# [Exercise prompt]
Copy the records below, changing "skinless chicken piece" to "boneless chicken piece" and leaving everything else the same.

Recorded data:

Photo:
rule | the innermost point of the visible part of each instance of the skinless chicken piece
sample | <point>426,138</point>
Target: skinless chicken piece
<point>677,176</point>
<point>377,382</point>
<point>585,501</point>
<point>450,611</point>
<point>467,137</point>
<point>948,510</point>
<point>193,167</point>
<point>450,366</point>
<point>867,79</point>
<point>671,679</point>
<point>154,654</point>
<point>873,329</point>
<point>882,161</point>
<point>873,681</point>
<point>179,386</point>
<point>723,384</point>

# [Output of the task]
Photo:
rule | the innermost point of the visible part of each instance of the boneless chicken piece
sample | <point>426,138</point>
Target: boneless chicken piece
<point>677,176</point>
<point>377,382</point>
<point>585,501</point>
<point>450,611</point>
<point>467,137</point>
<point>948,510</point>
<point>193,167</point>
<point>450,366</point>
<point>867,79</point>
<point>671,679</point>
<point>154,654</point>
<point>873,329</point>
<point>882,161</point>
<point>873,681</point>
<point>179,386</point>
<point>723,384</point>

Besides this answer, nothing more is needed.